Exercise directions >> Your answer must restate each entry below word for word, with no pictures in it.
::: Provided information :::
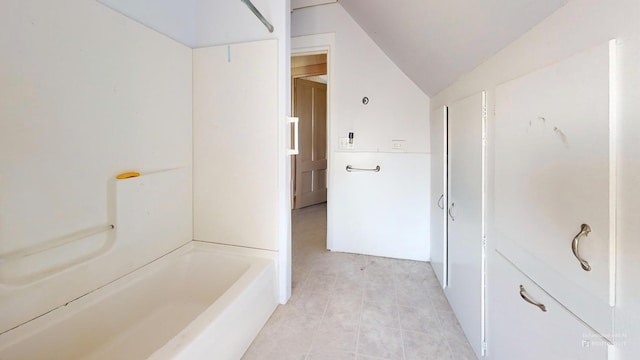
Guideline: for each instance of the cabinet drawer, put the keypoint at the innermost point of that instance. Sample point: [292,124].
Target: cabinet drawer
[520,330]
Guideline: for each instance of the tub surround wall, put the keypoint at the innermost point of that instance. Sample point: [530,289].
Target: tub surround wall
[235,152]
[86,94]
[397,110]
[578,26]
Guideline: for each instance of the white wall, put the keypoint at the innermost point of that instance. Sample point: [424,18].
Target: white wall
[579,25]
[398,110]
[85,94]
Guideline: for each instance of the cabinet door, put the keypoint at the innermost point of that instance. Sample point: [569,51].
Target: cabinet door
[554,172]
[520,330]
[465,289]
[439,194]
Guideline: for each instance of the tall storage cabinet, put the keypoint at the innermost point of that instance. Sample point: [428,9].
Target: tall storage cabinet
[545,289]
[554,210]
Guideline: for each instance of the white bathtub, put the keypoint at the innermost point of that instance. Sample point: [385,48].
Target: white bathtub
[202,301]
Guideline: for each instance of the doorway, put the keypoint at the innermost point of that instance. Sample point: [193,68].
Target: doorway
[309,79]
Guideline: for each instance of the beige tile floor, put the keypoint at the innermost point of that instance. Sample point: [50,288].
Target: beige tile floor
[348,306]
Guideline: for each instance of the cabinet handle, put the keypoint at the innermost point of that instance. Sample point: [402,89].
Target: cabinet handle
[440,203]
[525,296]
[584,231]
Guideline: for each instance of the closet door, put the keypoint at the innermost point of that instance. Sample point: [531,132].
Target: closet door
[555,190]
[465,289]
[439,194]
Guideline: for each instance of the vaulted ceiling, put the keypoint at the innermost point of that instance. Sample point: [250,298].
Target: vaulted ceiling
[436,41]
[433,42]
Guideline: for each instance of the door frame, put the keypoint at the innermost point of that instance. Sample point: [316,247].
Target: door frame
[316,44]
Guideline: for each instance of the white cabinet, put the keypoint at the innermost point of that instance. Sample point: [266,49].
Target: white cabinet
[554,172]
[465,287]
[439,194]
[521,330]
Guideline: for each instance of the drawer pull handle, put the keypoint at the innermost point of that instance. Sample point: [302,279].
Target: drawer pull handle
[584,231]
[440,203]
[525,296]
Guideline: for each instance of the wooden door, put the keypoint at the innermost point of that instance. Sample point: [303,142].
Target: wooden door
[439,194]
[465,289]
[310,106]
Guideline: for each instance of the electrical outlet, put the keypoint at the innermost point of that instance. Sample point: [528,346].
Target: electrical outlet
[398,145]
[345,145]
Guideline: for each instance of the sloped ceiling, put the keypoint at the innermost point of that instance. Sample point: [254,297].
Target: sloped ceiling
[436,41]
[433,41]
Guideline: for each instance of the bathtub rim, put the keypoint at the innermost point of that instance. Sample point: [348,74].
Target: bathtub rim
[262,261]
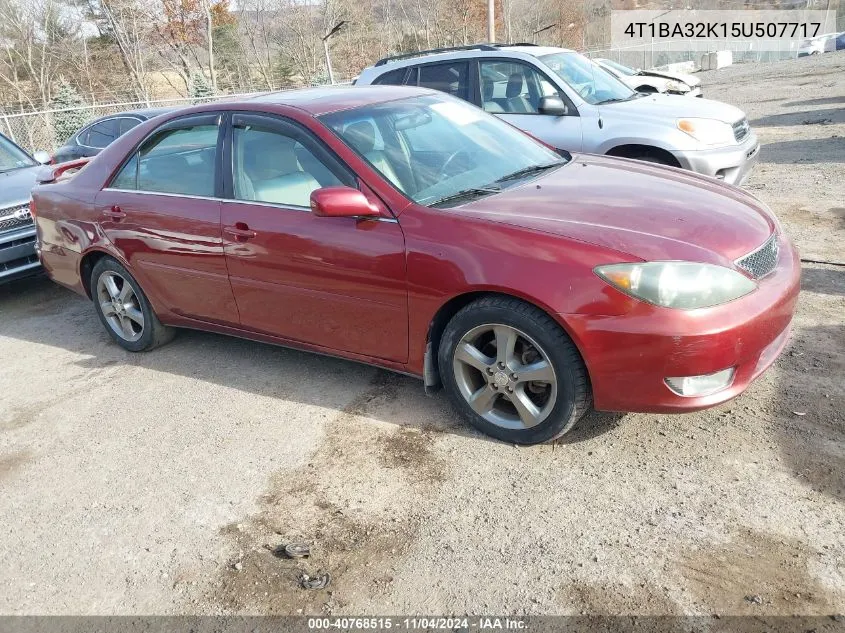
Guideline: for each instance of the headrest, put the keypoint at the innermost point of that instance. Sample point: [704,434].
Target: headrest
[515,84]
[362,136]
:::
Exercise answer >>
Guideline: for each instance of the cabinet drawer, put the keypoint at the innermost point of that instance. Sample point: [292,124].
Target: cabinet drawer
[520,330]
Guideline: for each instance of the tub surround wall, put the keypoint at the innermost point of that instance. Sample point: [530,289].
Target: tub surround wall
[235,152]
[86,94]
[397,110]
[578,26]
Guideline: for each instance of the white wall, put the keypoint at the innermost point of that instance. Sample point: [424,18].
Target: white wall
[579,25]
[398,110]
[85,94]
Guideline: for each instance of the cabinet door, put the keypoint at the innermost point of that instance. Sample point: [569,51].
Target: cabinet door
[554,172]
[520,330]
[465,289]
[439,194]
Guideline: for each instance of the tall storage cabinet, put the keypoint at the innermost point of that instance. Sample point: [428,9].
Target: tall storage cabinet
[545,289]
[554,210]
Guideline: for each instance of the white bathtub, put the keypoint at the innermost point of that instance. Sample point: [385,48].
Target: white bathtub
[202,301]
Guideline: for each instance of the doorway, put the keypoint at the innermost point of that instance. Sample point: [193,68].
Target: doorway
[309,79]
Guideline: for each instance of the beige tile floor, put the keypoint at the innermost point of that instance. Sample point: [50,288].
Target: beige tile floor
[348,306]
Guideline: for each instance of the cabinet handle, put the keypoint at the innermost point of that instance. Sample point: [402,89].
Target: cabinet handle
[440,203]
[525,296]
[584,231]
Guideline: for each instance of the closet door, put the keypoint at the innermost point of that instance. Sample point: [531,132].
Target: closet door
[555,190]
[465,289]
[439,194]
Guideline: for each instance of the vaulted ceiling, put the keypoint at the innermost point of that instance. Sample point: [250,298].
Target: vaulted ceiling
[436,41]
[433,42]
Guideline: for each instance of the door frame, put the keypoint at the innermost point of that instance. Sample point: [316,247].
Target: door frame
[316,44]
Guideline: for each instance of the white cabinet, put the keypoint at the innermost point of that instance. Sample point: [266,49].
Target: white cabinet
[554,172]
[465,287]
[439,194]
[521,330]
Guideline: for each instance of the drawer pull handle, put the keypoint at the innermost point of that instance. Sample point: [302,279].
Target: drawer pull handle
[584,231]
[440,203]
[525,296]
Guideline: for each instance of the wooden door, put the keypoint at the innermost point of that instance. Sample point: [303,142].
Target: wooden door
[439,194]
[465,289]
[310,106]
Guideline: for each instance of the electrical outlet, put the keypoint at the innermost point of that instance. Sample point: [528,346].
Target: electrical outlet
[398,145]
[345,145]
Guideline: for each instance of the sloped ceiling, put the keypoint at the innermost point of that instance. Sample point: [254,297].
Target: sloped ceiling
[436,41]
[433,41]
Guideline: for each instance of the bathtub rim, put the keypoint at the innermost point of that instance. Sample point: [348,74].
Target: bathtub rim
[262,261]
Guideline: for each instance of the headrest, put the keypoint at the innermost point of that instance. Sample point: [704,434].
Target: headrest
[515,84]
[362,136]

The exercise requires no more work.